PROVIDED PASSAGE:
*****
PROTAC category assignment rules as 'Top_Category_PROTAC' (in descending order):

  • 'Clinical_Precedence_PROTAC' is assigned if any of the clinical buckets 1-3 are positive.
  • 'Literature_Precedence_PROTAC' is assigned if literature bucket 4 is positive.
  • 'Discovery_Opportunity_PROTAC' is assigned for a given target if bucket (5 or 6) and bucket 7 and bucket 8 are assigned and the PROTAC_location_Bucket annotates high or medium confidence for "good" or "grey" location (location bucket score of 1, 2, 3 or 4).

Columns 'mentioned_in_PROTAC_literature', 'literature_count_PROTAC', 'pub_id', 'full_id' and 'title' relate to the fully automatic PROTAC literature assessment based on abstracts from EuropePMC, indicate whether a target has been identified in PROTAC literature and provide the related evidence. This data is not represented by a bucket.
Column 'Uniprot_keyword' indicates whether a target has the keyword: "Ubl conjugation [KW-0832]" annotated in UniProt and relates to bucket 5 Column 'Uniprot_PTM' contains additional information on posttranslational modifications from UniProt and is not associated with a bucket.
Column 'Uniprot_CrossLink' contains additional information on crosslinks from UniProt and is not associated with a bucket.
Columns 'Ub_PhosphoSitePlus', 'Ub_mUbiSiDa_2013' and 'number_of_ubiquitination_sites' relate to bucket 6 and represent information available from the two databases PhosphoSitePlus and mUbiSiDa and the dataset from Kim et al., respectively.
Columns 'Max_halflife' and 'Min_halflife' contain the max/min values of half-life data means measured in different cell types from Mathieson et al. and provides more detail to bucket 7 assessment. The available data is provided in columns 'Bcell_mean', 'NKcell_mean', 'Hepatocytes_mean', 'MouseNeuorons_mean'.
Column 'count_compound_chembl_ids_PROTAC' contains the number of compounds found in ChEMBL related to bucket 8.

Additional files & tools:

Files from the automated assessment process where specific targets are first tagged using an implementation from Europe PMC (Europe PMC Annotations API provides text mining annotations contained in abstracts and open access full text articles, using the W3C Open Annotation Data Model https://europepmc.org/AnnotationsApi), where we consider annotations from abstracts, followed by mapping to their respective human UniProt IDs. This enables detailed target information to be provided to the user in the form of three different lists (that can be found in the pipelines "fetched data" output directory): 1) a complete list with all detected targets (named "protac_literature_evidence.csv") and two subsets 2) targets that are associated with the ubiquitin ligase complex, including E3 ligases (filtering is based on evidence from the respective UniProt entry text; named "protac_literature_evidence_ubi_ligase_complex.csv"), and 3) the remaining targets (named "protac_literature_evidence_filtered.csv"). A literature count is provided per target with publication titles, links and full abstract texts.
*****
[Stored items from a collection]
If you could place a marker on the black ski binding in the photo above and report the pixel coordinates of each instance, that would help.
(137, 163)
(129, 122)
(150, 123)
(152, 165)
*****
TASKS AND EXERCISES:
1. According to the PROTAC assessment text, which UniProt keyword does the column 'Uniprot_keyword' check for?
2. Carry on writing the PROTAC assessment text, starting right after its final sentence.
Nothing asked here depends on the entries.

ANSWERS TO THE EXERCISES:
1. "Ubl conjugation [KW-0832]"

2.
To aid further in literature data processing with respect to detection of PROTAC relevant information additional Natural Language Processing (NLP) is performed with a Named Entity Recognition (NER) model that has been trained and implemented for automatic detection of the entities "PROTAC_TARGET", "PROTAC_NAME", and "E3_LIGASE". The ScispaCy (Neumann et al. 2019) pre-trained model "en_ner_jnlpba_md" (trained on the JNLPBA corpus) was used to retrain the PROTAC-NER model on 164 abstracts that mention PROTACs, with 427 manually labelled entities (280 "PROTAC_TARGET", 57 "PROTAC_NAME", and 90 "E3_LIGASE"). The PROTAC-NER abstract screening is performed on all PROTAC literature abstracts when running the pipeline and the results are provided to the user as addition to the literature evidence list. The trained PROTAC-NER model is also provided with the pipeline code and it can be used with spaCy to detect PROTAC entities in any text.

Other clinical evidence workflow

OtherCl category assignment rule:

  • 'Clinical_Precedence_othercl' is assigned if any of the OtherCl clinical buckets 1-3 are positive.